◆ EXERCISE DIRECTIONS ◆
Collect all lines from the records below that include the word "after".
[DATA SUPPLIED Boundary: Start]
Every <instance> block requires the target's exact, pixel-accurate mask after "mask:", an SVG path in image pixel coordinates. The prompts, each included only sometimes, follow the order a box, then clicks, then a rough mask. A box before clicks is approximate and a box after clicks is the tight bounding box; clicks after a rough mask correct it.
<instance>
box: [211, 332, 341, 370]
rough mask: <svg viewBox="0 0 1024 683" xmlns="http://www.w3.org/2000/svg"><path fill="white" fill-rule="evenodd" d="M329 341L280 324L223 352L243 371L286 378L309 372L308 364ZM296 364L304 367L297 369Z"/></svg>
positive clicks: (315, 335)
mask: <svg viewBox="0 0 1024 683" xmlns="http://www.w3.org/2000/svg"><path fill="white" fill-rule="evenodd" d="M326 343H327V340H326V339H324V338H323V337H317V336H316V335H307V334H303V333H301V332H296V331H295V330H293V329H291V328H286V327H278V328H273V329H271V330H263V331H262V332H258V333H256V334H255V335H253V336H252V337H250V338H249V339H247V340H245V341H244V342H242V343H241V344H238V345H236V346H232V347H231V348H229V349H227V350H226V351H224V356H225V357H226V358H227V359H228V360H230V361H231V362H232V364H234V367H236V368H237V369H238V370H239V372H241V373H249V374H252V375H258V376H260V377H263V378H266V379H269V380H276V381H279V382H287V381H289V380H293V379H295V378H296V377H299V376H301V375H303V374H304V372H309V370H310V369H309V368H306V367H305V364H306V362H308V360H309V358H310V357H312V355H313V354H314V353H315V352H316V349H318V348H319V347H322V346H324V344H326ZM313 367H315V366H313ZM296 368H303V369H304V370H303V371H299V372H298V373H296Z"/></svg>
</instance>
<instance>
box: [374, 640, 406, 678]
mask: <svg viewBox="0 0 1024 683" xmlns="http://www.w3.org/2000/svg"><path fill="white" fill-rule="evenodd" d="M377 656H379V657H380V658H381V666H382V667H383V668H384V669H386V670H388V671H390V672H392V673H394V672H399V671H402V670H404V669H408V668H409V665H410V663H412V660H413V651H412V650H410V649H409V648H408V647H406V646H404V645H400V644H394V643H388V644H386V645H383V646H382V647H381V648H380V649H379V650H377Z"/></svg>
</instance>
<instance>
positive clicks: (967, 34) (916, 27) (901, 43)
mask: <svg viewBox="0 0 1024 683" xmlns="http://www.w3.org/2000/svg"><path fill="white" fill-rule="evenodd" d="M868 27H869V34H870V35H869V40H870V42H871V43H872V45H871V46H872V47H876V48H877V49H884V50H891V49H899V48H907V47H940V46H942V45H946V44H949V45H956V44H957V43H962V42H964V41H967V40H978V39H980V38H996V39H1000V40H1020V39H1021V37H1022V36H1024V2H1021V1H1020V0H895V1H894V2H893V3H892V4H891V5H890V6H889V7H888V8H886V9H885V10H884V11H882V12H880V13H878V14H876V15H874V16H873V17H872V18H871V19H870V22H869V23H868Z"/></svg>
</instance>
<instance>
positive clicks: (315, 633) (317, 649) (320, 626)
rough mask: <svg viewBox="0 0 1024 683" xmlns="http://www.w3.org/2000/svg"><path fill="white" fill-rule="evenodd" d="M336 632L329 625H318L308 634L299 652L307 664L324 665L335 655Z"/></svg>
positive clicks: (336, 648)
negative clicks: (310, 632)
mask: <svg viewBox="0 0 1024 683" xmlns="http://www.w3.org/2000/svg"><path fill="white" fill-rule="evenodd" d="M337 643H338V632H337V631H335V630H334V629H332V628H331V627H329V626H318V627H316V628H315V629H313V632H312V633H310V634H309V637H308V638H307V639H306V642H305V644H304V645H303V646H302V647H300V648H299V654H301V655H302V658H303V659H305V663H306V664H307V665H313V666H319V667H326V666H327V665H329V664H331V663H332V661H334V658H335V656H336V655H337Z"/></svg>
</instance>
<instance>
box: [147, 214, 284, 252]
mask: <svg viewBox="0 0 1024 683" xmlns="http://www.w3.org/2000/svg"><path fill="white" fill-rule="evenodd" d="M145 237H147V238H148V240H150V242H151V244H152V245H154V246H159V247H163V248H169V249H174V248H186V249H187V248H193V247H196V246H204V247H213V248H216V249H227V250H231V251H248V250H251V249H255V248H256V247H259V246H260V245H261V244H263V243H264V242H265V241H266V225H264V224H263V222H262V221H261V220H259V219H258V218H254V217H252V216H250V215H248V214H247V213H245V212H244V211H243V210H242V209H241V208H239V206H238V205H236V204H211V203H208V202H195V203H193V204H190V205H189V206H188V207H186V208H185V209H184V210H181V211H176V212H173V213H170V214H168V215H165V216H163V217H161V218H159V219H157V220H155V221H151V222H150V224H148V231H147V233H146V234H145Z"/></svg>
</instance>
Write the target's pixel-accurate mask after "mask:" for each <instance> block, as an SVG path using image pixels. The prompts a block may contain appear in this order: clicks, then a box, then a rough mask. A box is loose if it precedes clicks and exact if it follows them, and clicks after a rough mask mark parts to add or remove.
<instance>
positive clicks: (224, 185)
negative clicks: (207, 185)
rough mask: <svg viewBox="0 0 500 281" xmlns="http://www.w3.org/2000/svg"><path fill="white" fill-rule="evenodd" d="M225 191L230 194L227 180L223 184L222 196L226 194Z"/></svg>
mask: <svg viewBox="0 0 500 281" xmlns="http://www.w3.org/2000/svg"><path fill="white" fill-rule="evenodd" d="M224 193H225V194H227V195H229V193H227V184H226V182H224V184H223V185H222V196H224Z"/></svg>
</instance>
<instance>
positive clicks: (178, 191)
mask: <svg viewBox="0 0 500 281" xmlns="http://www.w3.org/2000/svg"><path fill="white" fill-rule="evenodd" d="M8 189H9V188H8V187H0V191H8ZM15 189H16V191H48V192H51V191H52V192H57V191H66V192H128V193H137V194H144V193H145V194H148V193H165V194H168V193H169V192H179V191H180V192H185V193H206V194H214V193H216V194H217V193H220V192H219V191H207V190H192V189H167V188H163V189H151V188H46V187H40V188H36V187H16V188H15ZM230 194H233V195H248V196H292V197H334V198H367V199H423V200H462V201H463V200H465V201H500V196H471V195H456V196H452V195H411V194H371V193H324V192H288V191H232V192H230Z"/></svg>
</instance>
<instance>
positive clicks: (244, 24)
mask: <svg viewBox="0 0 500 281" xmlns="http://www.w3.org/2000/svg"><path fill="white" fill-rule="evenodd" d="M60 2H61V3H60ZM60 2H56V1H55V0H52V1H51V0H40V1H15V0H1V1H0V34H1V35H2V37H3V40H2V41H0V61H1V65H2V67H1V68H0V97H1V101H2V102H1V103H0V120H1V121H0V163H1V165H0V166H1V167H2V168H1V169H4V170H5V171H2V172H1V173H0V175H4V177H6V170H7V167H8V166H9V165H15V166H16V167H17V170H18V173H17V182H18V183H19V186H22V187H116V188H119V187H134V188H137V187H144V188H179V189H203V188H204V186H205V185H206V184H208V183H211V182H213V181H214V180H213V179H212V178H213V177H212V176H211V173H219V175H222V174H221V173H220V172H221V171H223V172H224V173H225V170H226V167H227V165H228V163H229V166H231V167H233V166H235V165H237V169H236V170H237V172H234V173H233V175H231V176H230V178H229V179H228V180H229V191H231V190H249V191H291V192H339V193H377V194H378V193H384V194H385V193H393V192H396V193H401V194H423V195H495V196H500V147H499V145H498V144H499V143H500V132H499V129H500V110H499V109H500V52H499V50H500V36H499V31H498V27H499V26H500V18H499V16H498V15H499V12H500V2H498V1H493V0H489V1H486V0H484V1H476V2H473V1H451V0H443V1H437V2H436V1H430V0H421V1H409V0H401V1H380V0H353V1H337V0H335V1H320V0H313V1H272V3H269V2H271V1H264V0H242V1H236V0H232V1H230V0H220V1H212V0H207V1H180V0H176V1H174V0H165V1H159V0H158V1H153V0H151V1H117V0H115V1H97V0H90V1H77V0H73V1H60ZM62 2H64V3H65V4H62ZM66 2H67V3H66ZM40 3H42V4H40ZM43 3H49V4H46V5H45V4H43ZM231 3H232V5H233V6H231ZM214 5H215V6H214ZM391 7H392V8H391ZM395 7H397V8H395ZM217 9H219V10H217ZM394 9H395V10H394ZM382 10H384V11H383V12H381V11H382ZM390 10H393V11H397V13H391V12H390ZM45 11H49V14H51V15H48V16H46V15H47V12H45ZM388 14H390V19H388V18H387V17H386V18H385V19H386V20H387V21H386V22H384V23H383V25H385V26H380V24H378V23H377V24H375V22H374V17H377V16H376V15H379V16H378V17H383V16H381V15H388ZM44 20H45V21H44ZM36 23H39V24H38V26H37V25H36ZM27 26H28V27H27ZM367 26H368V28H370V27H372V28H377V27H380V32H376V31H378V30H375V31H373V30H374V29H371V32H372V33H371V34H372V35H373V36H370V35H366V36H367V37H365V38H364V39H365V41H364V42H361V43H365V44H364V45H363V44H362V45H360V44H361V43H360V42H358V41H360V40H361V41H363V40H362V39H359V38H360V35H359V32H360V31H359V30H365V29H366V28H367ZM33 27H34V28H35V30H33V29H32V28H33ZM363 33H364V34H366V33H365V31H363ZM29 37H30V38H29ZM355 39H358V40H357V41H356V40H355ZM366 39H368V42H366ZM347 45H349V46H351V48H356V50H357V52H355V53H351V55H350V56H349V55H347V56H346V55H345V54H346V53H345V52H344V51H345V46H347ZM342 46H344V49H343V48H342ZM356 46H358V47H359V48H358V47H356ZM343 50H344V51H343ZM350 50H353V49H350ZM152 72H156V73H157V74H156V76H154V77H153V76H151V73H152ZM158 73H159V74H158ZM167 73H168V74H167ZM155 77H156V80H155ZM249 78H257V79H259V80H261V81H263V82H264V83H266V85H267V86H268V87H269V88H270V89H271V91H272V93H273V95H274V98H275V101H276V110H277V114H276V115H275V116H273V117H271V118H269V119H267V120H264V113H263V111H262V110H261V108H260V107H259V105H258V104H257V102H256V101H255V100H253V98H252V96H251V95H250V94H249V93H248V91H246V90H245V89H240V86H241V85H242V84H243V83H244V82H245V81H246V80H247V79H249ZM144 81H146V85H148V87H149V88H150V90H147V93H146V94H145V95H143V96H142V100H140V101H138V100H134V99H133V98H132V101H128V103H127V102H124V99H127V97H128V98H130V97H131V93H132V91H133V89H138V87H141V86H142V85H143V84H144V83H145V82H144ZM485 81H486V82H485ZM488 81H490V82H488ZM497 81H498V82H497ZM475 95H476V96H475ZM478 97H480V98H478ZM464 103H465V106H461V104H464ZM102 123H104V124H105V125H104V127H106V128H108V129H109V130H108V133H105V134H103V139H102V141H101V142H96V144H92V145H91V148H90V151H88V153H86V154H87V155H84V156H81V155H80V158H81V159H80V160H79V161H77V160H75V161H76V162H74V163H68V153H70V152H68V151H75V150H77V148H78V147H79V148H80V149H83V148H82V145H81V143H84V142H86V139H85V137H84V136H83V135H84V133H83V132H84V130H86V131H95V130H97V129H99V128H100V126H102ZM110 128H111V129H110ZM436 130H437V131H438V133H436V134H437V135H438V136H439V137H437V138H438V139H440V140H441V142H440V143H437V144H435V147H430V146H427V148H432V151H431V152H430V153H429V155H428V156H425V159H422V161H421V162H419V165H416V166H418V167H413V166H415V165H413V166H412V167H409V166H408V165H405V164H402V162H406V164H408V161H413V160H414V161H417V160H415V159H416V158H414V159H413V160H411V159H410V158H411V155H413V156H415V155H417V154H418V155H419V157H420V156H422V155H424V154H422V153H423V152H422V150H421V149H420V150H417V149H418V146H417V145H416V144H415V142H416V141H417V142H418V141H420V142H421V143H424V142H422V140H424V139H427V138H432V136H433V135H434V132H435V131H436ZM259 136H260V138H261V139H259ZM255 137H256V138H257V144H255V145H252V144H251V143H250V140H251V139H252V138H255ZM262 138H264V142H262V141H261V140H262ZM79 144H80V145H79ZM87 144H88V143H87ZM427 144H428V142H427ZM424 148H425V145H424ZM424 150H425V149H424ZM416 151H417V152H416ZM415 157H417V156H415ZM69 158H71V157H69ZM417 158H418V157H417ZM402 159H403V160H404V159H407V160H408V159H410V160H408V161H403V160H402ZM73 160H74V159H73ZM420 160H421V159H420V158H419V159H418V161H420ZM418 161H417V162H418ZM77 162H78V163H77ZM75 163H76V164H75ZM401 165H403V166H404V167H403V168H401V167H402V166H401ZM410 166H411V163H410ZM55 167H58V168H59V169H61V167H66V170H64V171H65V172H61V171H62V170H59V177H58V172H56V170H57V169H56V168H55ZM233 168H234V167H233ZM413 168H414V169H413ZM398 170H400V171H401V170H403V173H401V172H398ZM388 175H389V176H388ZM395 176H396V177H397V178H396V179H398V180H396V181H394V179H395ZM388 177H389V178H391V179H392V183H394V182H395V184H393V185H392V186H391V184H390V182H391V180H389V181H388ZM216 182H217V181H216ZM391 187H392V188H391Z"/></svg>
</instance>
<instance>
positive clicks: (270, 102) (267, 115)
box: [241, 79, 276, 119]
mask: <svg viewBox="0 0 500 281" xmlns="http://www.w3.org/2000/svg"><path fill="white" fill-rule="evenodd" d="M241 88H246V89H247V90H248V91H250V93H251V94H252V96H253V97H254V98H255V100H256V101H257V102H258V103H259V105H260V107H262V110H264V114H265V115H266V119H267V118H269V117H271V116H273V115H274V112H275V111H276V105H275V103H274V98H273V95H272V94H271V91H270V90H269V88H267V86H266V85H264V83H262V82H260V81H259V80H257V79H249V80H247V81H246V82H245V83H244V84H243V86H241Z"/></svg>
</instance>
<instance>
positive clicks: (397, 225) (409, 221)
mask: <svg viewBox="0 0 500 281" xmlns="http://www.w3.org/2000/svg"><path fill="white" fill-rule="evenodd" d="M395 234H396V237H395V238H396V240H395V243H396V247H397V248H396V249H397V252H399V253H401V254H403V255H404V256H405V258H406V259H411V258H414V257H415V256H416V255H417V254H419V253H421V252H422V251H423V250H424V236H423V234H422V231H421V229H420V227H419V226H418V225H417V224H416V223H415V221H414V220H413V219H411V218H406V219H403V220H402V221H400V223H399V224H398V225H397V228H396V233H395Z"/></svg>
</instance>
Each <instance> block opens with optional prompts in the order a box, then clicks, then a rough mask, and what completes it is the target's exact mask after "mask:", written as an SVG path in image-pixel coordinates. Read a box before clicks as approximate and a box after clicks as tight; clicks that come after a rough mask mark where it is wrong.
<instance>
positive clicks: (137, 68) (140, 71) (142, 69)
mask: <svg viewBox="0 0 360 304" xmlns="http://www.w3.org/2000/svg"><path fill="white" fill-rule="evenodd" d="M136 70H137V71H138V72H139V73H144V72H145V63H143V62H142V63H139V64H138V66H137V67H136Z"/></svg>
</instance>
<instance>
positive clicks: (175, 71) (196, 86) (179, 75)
[DATA SUPPLIED Boundary: End]
◆ TASK OUTPUT ◆
Every <instance> block requires the target's exact, pixel-accurate mask after "mask:", an SVG path in image pixel coordinates. The prompts, each included only sometimes, follow the order a box, then clicks, then a rough mask. A box before clicks is approximate and a box after clicks is the tight bounding box; clicks after a rough mask correct it.
Write the target's pixel-accurate mask after "mask:" for each <instance> block, as an SVG path using image pixels. The prompts a block may contain appear in this order: clicks, then a box, then a rough mask. A box is loose if it precedes clicks and exact if it follows them, and clicks after a rough mask mark parts to add or remove.
Each <instance> block opens with optional prompts in the order a box, then clicks, then a rough mask, and what completes it is the target's exact mask after "mask:", written as an SVG path in image-pixel coordinates. Read a box before clicks as approximate and a box after clicks as tight; clicks that come after a rough mask mark where it is wrong.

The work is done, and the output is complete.